- What is being asked
A verbatim copy of the listing is what is needed, minus any pictures.

Data records section start

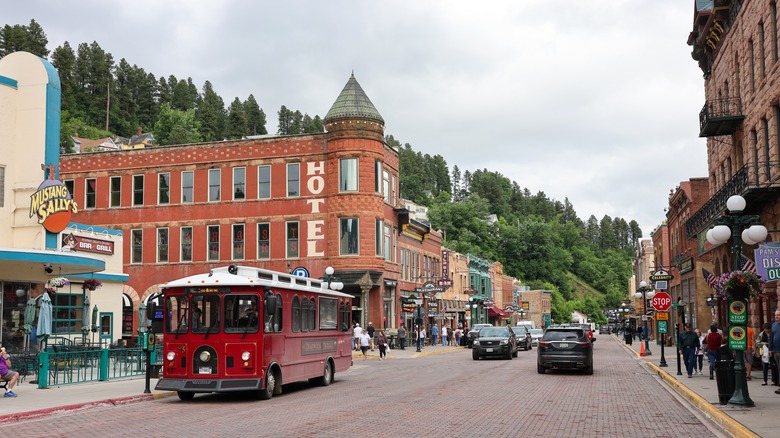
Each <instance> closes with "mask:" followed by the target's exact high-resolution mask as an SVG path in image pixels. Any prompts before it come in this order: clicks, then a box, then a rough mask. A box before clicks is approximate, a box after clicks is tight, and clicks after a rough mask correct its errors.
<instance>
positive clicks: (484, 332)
mask: <svg viewBox="0 0 780 438" xmlns="http://www.w3.org/2000/svg"><path fill="white" fill-rule="evenodd" d="M500 336H508V334H507V330H506V329H505V328H501V327H485V328H483V329H482V330H480V331H479V337H480V338H490V337H500Z"/></svg>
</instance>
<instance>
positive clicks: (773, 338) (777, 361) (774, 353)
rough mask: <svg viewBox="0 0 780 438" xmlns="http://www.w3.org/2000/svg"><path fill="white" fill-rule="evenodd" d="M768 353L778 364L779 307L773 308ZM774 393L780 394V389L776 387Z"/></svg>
mask: <svg viewBox="0 0 780 438" xmlns="http://www.w3.org/2000/svg"><path fill="white" fill-rule="evenodd" d="M769 354H771V355H772V357H774V358H775V363H776V364H780V309H777V310H775V322H773V323H772V331H771V332H770V334H769ZM775 394H780V389H776V390H775Z"/></svg>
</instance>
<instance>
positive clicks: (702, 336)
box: [693, 329, 704, 374]
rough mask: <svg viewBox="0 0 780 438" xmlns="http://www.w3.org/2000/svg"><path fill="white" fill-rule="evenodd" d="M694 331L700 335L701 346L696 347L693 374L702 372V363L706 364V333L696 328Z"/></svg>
mask: <svg viewBox="0 0 780 438" xmlns="http://www.w3.org/2000/svg"><path fill="white" fill-rule="evenodd" d="M694 333H696V336H698V337H699V347H698V348H696V363H695V364H694V365H693V374H701V369H702V365H704V347H703V345H704V335H703V334H701V331H699V329H696V330H694ZM697 368H698V369H697Z"/></svg>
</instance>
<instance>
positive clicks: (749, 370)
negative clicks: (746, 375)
mask: <svg viewBox="0 0 780 438" xmlns="http://www.w3.org/2000/svg"><path fill="white" fill-rule="evenodd" d="M755 336H756V334H755V332H754V331H753V329H752V328H750V327H748V328H747V348H745V351H744V353H743V354H744V355H745V356H744V358H745V374H746V375H747V380H753V377H751V376H750V372H751V371H753V355H754V354H755V347H756V345H755V344H756V338H755Z"/></svg>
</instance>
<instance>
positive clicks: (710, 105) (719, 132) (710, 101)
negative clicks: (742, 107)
mask: <svg viewBox="0 0 780 438" xmlns="http://www.w3.org/2000/svg"><path fill="white" fill-rule="evenodd" d="M743 120H745V115H744V114H742V100H741V99H740V98H738V97H729V98H726V99H717V100H709V101H707V103H705V104H704V108H702V109H701V112H700V113H699V137H715V136H718V135H731V134H733V133H734V132H736V130H737V128H739V125H740V124H742V121H743Z"/></svg>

Data records section end

- Exercise output
Each <instance> closes with "mask:" followed by the target's exact high-resolution mask as an SVG path in image pixels. Any prompts before it come in this order: clicks, then a box, then a rough mask. A box before clicks is approximate, a box after clicks is tight, and clicks after a rough mask correct its errors.
<instance>
positive clicks: (484, 332)
mask: <svg viewBox="0 0 780 438" xmlns="http://www.w3.org/2000/svg"><path fill="white" fill-rule="evenodd" d="M500 336H508V334H507V330H506V329H505V328H501V327H485V328H483V329H482V330H480V331H479V337H480V338H490V337H500Z"/></svg>
</instance>
<instance>
positive clicks: (773, 338) (777, 361) (774, 353)
rough mask: <svg viewBox="0 0 780 438" xmlns="http://www.w3.org/2000/svg"><path fill="white" fill-rule="evenodd" d="M768 353L778 364L779 307L773 308ZM774 393L780 394V389L776 387Z"/></svg>
mask: <svg viewBox="0 0 780 438" xmlns="http://www.w3.org/2000/svg"><path fill="white" fill-rule="evenodd" d="M769 354H771V355H772V357H774V358H775V363H776V364H780V309H777V310H775V322H773V323H772V331H771V332H770V334H769ZM775 394H780V389H776V390H775Z"/></svg>
</instance>
<instance>
positive clicks: (702, 336)
box: [693, 329, 704, 374]
rough mask: <svg viewBox="0 0 780 438" xmlns="http://www.w3.org/2000/svg"><path fill="white" fill-rule="evenodd" d="M694 331L700 335L701 346L696 347L693 374L702 372V363L706 364V333L696 328Z"/></svg>
mask: <svg viewBox="0 0 780 438" xmlns="http://www.w3.org/2000/svg"><path fill="white" fill-rule="evenodd" d="M694 333H696V336H698V337H699V347H698V348H696V363H695V364H694V365H693V374H701V369H702V365H704V347H703V345H704V335H703V334H701V331H699V329H696V330H694ZM697 368H698V369H697Z"/></svg>
</instance>
<instance>
positive clicks: (749, 370)
negative clicks: (746, 375)
mask: <svg viewBox="0 0 780 438" xmlns="http://www.w3.org/2000/svg"><path fill="white" fill-rule="evenodd" d="M755 336H756V334H755V332H754V331H753V329H752V328H750V327H748V328H747V348H745V351H744V353H743V354H744V355H745V356H744V358H745V374H746V375H747V380H753V377H751V376H750V372H751V371H753V355H754V354H755V347H756V345H755V344H756V338H755Z"/></svg>
</instance>
<instance>
positive clicks: (710, 105) (719, 132) (710, 101)
negative clicks: (742, 107)
mask: <svg viewBox="0 0 780 438" xmlns="http://www.w3.org/2000/svg"><path fill="white" fill-rule="evenodd" d="M743 120H745V115H744V114H742V100H741V99H740V98H738V97H729V98H726V99H717V100H709V101H707V103H705V104H704V108H702V109H701V112H700V113H699V137H715V136H718V135H731V134H733V133H734V132H736V130H737V128H739V125H740V124H742V121H743Z"/></svg>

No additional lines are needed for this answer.